§ What the exercise asks: Display every line of the listing below that contains the word "bridge", copying each such line in full.

◆ ◆ ◆ ◆

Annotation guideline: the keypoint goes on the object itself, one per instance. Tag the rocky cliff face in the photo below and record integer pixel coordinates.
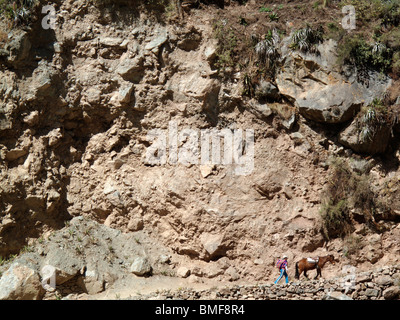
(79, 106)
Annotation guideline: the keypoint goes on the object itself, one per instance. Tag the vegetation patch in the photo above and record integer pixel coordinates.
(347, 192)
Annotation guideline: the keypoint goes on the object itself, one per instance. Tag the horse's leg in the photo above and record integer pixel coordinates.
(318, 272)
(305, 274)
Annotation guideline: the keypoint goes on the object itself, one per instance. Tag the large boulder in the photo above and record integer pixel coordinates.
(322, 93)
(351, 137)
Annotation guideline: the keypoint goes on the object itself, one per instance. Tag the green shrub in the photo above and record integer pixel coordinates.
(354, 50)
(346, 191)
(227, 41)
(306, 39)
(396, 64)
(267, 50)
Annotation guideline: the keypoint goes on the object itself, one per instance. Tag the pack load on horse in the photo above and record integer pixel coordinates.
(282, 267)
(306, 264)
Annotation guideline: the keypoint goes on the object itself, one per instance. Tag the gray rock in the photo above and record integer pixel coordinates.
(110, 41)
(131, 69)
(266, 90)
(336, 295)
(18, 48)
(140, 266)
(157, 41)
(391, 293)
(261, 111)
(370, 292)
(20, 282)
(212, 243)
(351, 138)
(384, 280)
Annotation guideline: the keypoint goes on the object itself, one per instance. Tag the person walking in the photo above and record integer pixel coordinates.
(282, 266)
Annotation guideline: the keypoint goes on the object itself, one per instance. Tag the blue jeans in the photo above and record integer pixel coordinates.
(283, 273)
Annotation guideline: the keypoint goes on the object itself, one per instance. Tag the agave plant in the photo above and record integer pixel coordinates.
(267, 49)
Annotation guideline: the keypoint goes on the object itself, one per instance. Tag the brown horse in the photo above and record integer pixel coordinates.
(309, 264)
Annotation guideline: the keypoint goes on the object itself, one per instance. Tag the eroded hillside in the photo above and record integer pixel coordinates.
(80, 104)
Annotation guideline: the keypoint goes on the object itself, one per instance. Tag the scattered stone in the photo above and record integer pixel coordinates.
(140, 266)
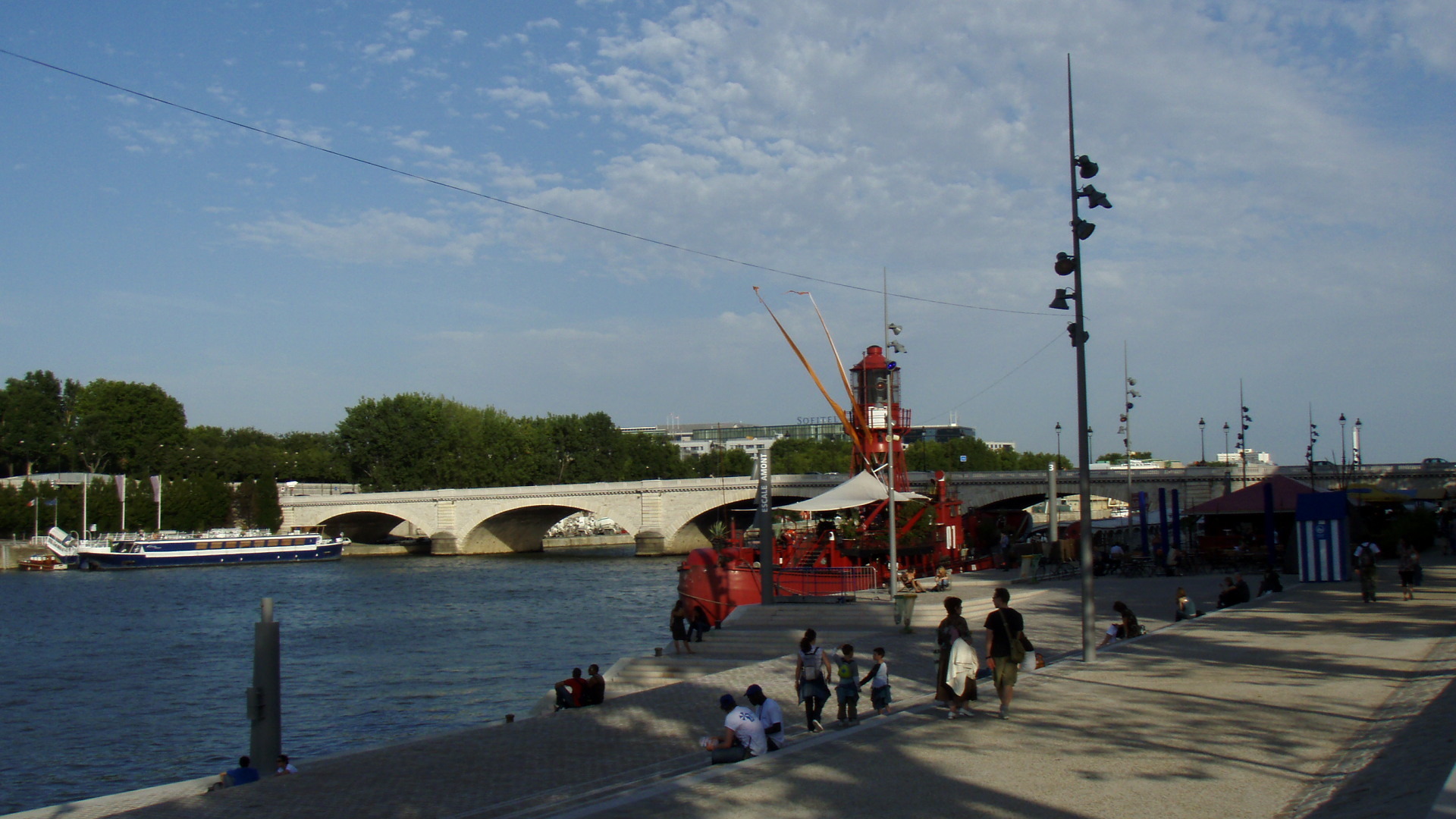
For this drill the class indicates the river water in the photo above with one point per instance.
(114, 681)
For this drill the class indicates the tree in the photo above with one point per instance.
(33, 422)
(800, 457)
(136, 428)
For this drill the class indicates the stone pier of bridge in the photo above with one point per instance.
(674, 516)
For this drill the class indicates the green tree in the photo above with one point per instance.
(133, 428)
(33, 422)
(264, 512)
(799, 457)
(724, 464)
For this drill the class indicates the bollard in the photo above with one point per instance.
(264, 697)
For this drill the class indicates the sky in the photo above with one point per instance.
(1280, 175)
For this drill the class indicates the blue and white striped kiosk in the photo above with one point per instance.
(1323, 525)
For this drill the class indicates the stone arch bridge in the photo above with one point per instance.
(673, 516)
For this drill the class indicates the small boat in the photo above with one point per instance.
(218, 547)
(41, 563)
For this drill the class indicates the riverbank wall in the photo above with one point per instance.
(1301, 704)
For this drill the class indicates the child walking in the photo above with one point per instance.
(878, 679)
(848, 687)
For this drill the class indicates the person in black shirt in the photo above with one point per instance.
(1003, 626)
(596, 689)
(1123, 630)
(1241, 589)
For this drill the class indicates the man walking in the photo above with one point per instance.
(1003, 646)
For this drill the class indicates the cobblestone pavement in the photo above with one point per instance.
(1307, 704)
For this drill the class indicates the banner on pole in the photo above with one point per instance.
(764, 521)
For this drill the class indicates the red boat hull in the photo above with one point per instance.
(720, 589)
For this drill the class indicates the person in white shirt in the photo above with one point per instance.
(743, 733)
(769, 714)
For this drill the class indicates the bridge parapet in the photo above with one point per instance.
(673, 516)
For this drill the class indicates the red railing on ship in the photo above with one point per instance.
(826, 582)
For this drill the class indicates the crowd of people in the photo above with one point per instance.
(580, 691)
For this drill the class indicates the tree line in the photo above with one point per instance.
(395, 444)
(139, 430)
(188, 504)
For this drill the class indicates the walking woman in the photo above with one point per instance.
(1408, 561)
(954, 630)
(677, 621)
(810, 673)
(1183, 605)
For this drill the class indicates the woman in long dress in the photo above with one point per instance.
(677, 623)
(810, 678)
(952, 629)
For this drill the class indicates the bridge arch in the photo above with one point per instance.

◆ ◆ ◆ ◆

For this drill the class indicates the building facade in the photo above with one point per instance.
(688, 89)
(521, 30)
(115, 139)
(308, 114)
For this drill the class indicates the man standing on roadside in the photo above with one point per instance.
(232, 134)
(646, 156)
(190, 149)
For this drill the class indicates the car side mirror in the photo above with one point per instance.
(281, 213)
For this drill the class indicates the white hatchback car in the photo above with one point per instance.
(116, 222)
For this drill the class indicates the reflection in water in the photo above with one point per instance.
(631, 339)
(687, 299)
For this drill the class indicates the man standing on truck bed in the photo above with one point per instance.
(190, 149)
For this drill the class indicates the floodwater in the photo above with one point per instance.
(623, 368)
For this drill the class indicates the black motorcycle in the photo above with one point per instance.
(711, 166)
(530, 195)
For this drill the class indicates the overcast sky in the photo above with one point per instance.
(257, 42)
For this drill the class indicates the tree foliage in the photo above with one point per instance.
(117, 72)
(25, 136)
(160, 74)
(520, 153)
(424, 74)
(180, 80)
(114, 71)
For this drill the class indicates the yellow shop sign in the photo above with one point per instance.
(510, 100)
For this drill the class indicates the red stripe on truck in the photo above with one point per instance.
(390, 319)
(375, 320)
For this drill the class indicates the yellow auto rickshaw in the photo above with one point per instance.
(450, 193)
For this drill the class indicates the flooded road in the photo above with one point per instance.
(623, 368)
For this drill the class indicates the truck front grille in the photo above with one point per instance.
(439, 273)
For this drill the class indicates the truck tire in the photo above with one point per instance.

◆ ◆ ◆ ◆

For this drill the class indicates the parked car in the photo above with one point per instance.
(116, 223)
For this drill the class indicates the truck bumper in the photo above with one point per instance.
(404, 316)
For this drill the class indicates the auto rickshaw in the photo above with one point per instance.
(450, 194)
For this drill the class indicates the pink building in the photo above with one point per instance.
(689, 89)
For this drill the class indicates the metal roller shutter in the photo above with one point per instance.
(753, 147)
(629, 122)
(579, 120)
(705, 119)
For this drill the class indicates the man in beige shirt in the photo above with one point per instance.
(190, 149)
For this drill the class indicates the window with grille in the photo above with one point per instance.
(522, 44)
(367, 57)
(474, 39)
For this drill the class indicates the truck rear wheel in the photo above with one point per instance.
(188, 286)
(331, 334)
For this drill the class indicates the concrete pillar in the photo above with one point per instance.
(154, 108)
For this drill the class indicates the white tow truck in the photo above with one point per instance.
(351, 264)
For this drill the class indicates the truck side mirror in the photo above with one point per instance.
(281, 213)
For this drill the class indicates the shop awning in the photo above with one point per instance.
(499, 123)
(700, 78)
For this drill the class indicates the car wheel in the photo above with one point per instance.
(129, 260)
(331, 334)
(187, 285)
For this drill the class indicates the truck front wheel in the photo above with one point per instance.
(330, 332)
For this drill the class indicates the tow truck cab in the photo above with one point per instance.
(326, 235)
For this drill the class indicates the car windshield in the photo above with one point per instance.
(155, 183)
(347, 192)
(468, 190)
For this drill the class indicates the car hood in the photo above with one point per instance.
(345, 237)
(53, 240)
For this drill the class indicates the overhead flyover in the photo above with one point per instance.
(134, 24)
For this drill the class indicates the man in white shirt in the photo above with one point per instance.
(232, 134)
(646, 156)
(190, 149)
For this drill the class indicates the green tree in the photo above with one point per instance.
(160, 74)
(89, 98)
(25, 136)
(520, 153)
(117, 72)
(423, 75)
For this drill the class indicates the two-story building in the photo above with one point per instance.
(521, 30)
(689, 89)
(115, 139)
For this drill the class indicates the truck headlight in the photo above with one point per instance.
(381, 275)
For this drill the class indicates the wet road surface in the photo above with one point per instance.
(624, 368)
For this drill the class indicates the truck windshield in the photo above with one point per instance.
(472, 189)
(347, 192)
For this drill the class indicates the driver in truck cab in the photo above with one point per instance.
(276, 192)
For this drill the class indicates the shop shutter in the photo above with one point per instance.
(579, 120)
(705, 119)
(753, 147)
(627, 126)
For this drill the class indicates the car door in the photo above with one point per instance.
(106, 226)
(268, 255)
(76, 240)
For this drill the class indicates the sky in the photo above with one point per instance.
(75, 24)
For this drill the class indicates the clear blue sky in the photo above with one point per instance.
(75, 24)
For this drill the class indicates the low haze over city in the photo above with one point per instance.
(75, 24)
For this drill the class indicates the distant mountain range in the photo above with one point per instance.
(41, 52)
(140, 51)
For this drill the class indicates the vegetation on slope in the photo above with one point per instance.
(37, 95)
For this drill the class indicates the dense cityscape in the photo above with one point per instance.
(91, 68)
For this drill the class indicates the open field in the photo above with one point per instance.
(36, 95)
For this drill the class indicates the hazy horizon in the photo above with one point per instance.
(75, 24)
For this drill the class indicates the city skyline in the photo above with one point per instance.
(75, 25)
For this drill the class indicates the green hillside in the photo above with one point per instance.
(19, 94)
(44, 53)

◆ ◆ ◆ ◆

§ Output for this task:
For this drill the class indicates the stone pier of bridge in the photo above with one point per instance.
For this drill the class indicates the stone arch bridge in the photo above with one point per instance.
For this drill the class indicates the bridge parapet in the photo above with one point per instance.
For this drill the class indicates the bridge arch in the photo above with one point per instance.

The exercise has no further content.